--- Start Given records ---

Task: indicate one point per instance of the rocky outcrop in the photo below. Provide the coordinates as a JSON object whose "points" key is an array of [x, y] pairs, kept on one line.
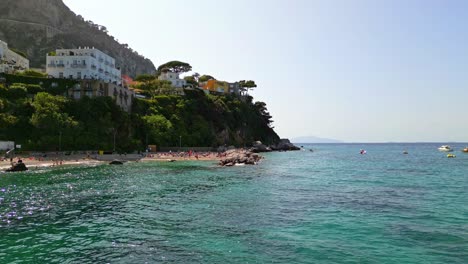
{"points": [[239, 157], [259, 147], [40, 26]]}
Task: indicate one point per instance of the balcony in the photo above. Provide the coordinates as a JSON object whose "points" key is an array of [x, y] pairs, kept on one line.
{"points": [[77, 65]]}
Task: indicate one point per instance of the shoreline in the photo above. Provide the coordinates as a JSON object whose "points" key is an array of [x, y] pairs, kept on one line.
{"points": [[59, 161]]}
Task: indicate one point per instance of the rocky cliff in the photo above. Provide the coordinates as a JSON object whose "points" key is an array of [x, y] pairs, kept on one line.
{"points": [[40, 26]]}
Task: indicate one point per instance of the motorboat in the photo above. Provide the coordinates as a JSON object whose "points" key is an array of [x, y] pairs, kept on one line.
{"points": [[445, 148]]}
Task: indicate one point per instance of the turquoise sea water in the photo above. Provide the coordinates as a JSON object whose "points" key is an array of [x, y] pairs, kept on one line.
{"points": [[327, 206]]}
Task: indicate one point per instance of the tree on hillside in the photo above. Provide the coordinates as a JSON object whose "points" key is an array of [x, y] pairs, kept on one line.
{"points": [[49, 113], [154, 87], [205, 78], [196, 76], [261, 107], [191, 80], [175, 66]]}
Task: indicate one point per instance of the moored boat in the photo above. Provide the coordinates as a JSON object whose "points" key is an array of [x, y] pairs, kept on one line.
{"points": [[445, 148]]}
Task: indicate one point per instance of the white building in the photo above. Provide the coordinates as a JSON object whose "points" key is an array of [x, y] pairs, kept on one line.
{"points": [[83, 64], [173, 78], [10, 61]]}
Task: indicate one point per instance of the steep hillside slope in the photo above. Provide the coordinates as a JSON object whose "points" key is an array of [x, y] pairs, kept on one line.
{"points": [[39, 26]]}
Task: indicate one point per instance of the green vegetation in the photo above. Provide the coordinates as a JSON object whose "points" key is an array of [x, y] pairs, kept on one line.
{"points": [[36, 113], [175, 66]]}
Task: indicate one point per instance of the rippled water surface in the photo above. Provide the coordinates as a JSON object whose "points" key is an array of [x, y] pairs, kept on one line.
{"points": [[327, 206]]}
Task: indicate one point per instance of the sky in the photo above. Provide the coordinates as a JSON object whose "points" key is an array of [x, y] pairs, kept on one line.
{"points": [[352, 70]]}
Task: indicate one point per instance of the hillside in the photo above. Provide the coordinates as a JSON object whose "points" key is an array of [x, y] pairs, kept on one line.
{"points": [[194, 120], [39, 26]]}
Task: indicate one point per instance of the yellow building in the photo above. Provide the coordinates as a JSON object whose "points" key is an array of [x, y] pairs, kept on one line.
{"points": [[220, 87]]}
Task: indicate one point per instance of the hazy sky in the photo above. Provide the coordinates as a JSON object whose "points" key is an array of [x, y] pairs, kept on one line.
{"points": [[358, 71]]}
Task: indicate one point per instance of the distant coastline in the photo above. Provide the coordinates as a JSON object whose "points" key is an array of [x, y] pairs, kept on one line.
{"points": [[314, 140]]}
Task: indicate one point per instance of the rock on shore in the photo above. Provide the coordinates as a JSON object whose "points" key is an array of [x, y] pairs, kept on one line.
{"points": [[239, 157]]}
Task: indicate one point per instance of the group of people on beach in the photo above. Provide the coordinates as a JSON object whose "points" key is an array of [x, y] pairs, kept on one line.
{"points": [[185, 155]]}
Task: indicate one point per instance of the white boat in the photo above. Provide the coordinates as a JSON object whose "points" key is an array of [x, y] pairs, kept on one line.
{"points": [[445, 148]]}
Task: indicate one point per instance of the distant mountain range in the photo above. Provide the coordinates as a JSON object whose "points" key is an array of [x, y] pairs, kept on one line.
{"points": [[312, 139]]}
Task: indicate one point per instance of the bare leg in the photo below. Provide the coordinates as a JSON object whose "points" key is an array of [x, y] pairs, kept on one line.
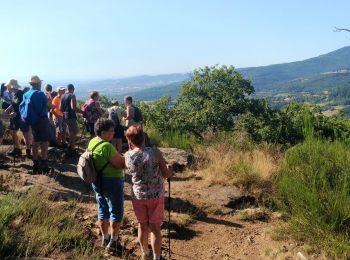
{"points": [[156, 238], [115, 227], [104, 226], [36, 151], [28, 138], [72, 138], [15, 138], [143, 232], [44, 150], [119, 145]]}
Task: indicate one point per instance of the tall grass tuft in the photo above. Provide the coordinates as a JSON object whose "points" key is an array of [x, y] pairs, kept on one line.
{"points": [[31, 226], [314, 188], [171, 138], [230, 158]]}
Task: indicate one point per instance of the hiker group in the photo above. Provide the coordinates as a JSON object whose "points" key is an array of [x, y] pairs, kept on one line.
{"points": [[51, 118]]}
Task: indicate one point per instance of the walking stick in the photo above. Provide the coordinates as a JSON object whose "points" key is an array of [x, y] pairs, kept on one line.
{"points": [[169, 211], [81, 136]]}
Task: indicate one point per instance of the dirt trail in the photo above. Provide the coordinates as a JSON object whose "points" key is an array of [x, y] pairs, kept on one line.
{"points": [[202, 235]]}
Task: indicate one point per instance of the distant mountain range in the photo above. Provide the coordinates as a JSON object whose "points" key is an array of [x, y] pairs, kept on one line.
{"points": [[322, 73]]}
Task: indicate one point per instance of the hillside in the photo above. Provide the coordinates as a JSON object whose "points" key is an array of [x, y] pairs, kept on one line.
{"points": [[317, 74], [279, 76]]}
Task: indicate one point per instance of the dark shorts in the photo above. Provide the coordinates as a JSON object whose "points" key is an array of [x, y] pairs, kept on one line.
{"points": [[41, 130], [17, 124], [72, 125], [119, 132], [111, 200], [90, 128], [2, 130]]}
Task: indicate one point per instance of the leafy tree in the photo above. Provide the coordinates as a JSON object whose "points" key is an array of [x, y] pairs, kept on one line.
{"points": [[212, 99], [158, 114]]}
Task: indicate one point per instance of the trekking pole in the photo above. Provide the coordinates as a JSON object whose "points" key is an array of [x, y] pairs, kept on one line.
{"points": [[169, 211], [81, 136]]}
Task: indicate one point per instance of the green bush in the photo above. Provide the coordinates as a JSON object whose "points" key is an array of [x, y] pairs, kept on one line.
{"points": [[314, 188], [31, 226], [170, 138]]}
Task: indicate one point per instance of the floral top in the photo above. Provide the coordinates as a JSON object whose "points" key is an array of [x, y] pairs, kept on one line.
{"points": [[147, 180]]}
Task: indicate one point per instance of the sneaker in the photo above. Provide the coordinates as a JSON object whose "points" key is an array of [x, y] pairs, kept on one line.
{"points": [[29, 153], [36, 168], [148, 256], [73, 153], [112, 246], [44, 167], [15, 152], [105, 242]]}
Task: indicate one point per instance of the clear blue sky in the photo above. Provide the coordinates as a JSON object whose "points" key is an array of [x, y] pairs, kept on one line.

--- End Given records ---
--- Start Given records ---

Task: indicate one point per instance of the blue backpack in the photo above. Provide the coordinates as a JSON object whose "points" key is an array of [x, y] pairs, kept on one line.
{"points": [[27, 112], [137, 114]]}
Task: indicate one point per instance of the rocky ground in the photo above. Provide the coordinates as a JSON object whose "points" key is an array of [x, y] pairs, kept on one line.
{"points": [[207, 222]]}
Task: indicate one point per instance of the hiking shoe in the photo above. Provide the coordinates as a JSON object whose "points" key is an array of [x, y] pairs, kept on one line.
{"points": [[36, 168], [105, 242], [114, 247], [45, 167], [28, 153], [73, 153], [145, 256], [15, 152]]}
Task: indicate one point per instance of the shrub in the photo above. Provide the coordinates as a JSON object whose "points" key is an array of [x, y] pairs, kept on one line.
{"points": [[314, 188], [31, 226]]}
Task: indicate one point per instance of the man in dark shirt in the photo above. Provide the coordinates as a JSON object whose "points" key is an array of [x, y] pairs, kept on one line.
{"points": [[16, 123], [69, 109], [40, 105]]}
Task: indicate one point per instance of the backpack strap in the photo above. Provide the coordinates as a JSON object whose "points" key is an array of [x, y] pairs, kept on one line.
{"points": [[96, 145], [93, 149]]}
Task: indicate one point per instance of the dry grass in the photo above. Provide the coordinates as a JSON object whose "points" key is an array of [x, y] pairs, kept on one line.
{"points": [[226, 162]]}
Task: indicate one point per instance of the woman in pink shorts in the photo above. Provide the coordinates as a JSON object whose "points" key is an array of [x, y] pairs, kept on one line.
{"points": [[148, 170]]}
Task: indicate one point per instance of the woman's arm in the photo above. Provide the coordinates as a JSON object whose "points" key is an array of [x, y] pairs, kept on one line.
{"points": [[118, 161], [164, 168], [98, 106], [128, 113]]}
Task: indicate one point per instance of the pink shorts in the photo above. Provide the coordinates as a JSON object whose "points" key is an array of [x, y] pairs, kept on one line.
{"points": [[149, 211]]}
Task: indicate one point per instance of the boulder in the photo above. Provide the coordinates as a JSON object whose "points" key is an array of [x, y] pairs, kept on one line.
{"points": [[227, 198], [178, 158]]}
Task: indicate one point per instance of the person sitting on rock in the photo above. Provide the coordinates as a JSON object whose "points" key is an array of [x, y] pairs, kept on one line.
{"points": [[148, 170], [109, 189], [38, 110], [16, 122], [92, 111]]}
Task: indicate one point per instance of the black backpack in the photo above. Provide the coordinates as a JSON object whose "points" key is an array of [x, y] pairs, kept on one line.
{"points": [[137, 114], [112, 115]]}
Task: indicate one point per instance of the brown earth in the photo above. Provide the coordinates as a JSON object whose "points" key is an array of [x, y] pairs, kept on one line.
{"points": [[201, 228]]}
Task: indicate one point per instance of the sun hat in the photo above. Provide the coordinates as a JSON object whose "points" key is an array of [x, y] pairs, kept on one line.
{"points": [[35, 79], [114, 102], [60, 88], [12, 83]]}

--- End Given records ---
--- Start Given records ---

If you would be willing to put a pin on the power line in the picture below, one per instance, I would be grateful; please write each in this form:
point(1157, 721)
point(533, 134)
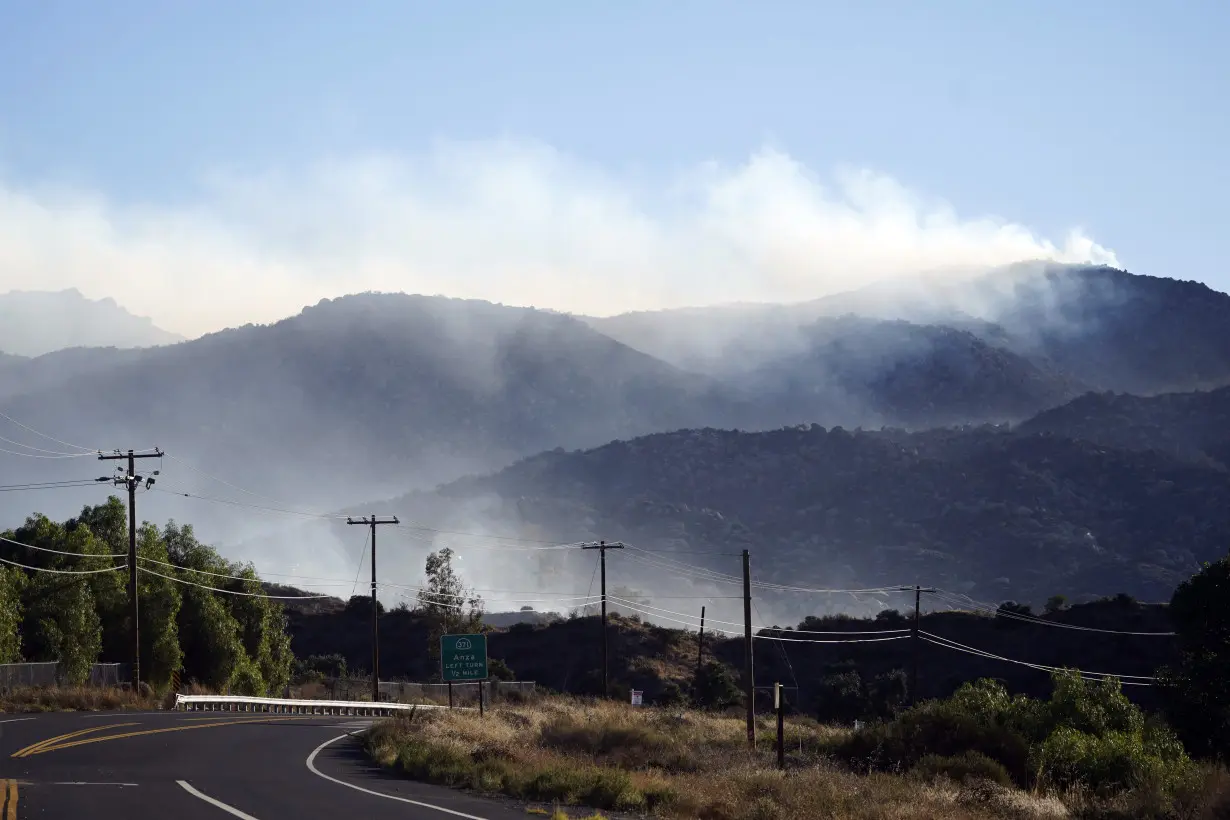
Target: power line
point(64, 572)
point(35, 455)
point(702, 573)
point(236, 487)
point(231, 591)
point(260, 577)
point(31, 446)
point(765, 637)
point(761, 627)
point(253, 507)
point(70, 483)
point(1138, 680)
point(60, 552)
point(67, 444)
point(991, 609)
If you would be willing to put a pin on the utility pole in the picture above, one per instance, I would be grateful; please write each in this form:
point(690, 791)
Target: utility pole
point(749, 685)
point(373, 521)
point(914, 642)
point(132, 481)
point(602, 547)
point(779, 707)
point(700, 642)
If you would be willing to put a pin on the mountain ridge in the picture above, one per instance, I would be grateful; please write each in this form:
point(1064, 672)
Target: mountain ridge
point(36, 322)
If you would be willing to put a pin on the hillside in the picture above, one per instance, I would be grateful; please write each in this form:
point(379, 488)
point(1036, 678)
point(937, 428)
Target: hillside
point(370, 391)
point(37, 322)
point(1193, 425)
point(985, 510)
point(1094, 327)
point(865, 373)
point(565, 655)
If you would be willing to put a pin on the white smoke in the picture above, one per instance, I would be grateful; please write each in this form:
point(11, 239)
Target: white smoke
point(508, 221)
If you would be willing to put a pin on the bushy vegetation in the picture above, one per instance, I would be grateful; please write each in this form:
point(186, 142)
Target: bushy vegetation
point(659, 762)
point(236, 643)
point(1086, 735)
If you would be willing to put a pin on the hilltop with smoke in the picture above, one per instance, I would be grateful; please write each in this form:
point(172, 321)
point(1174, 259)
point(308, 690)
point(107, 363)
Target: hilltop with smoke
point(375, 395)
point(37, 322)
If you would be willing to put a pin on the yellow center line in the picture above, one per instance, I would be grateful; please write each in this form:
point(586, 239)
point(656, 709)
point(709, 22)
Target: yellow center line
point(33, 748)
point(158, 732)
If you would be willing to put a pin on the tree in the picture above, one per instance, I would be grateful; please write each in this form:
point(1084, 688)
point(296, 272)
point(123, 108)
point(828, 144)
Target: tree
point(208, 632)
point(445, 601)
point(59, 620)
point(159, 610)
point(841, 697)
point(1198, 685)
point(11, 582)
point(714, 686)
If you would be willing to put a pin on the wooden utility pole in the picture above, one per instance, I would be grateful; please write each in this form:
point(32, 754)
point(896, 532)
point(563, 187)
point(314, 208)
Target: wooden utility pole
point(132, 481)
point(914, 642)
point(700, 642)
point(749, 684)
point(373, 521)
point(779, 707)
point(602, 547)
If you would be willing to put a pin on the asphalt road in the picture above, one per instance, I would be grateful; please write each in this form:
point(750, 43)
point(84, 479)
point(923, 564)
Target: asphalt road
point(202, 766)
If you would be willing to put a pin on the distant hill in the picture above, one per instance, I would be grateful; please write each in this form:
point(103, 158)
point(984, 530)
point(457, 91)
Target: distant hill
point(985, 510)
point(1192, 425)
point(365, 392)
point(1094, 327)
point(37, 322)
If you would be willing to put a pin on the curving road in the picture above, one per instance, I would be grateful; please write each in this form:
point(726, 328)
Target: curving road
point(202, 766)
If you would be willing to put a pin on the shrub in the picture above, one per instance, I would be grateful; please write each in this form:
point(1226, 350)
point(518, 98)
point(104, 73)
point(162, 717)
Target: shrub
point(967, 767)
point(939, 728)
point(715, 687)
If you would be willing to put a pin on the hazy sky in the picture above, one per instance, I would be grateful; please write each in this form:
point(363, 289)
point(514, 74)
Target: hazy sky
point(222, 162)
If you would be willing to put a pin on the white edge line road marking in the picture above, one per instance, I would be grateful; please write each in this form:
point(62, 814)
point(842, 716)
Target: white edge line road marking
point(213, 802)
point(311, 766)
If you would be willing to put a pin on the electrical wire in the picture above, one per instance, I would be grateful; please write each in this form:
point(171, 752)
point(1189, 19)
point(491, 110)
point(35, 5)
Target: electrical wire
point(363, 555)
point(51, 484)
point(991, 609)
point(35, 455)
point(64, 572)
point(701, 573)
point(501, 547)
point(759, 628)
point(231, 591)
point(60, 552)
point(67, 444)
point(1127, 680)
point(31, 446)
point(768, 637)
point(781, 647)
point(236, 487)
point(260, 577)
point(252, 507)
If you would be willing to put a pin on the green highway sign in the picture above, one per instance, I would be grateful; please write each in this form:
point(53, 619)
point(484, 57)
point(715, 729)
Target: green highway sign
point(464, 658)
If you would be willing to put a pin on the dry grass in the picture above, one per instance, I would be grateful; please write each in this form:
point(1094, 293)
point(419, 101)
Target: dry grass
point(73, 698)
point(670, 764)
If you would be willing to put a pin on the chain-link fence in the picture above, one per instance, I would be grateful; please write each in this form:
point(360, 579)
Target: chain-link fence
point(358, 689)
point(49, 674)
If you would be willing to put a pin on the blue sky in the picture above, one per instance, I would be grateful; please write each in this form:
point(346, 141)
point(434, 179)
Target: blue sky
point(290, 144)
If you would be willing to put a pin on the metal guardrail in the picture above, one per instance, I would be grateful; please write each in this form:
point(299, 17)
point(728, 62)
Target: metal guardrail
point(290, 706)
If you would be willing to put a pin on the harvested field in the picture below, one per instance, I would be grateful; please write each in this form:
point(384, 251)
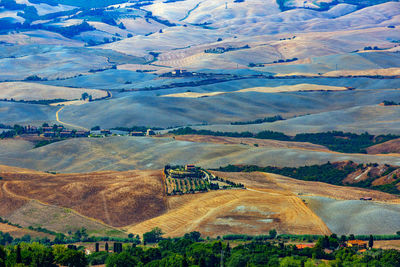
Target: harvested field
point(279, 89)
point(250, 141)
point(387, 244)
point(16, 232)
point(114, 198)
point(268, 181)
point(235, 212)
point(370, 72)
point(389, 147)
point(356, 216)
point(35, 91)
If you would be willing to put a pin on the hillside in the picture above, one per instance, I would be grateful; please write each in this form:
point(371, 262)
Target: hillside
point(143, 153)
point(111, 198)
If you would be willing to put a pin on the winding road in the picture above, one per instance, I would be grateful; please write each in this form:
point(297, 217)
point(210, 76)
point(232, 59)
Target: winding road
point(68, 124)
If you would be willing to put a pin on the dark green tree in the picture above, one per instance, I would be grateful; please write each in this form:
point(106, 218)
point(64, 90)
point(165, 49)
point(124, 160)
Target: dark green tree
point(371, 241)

--- End Given records ---

> Requirements: Add 96 to every coordinate in the answers of the listing from the line containing "Task: indicate one point per instance of the trekking" down to the line containing "Task: indicate one point per instance of the clear", both lines included. Write out that whole stretch again with every other line unchanged.

> Answer below:
Task: indicate one point per instance of the trekking pole in the photo above. Provide the coordinates as a JSON object whose "points" key is an array of [x, y] pairs, kept on one line.
{"points": [[265, 307], [177, 232]]}
Task: indicate one point per instance of the green bush in the photo above. Provide the coordinates as a JSON object whose "points" key is an array of [x, y] pairs, kept on one line.
{"points": [[410, 284], [127, 322], [266, 234]]}
Task: indicate one point per instance of the floral top in the photo above. Provide the coordinates as a JSON object whose "points" key is an array of [x, y] pairs, kept on one line.
{"points": [[243, 276]]}
Task: indicate one point per instance of the sneaker in the photo above. Provide the coordinates as a JSON object whose "points" key is an array of [x, y] pairs, kept on one line.
{"points": [[125, 249], [132, 264], [244, 352], [169, 249], [208, 342], [140, 263], [111, 248], [201, 338]]}
Task: indicate one point per instance of the clear blue sky in the photo above. Provide the coordinates as a JSON object whose "points" key is an array of [x, y] pairs, kept on one line.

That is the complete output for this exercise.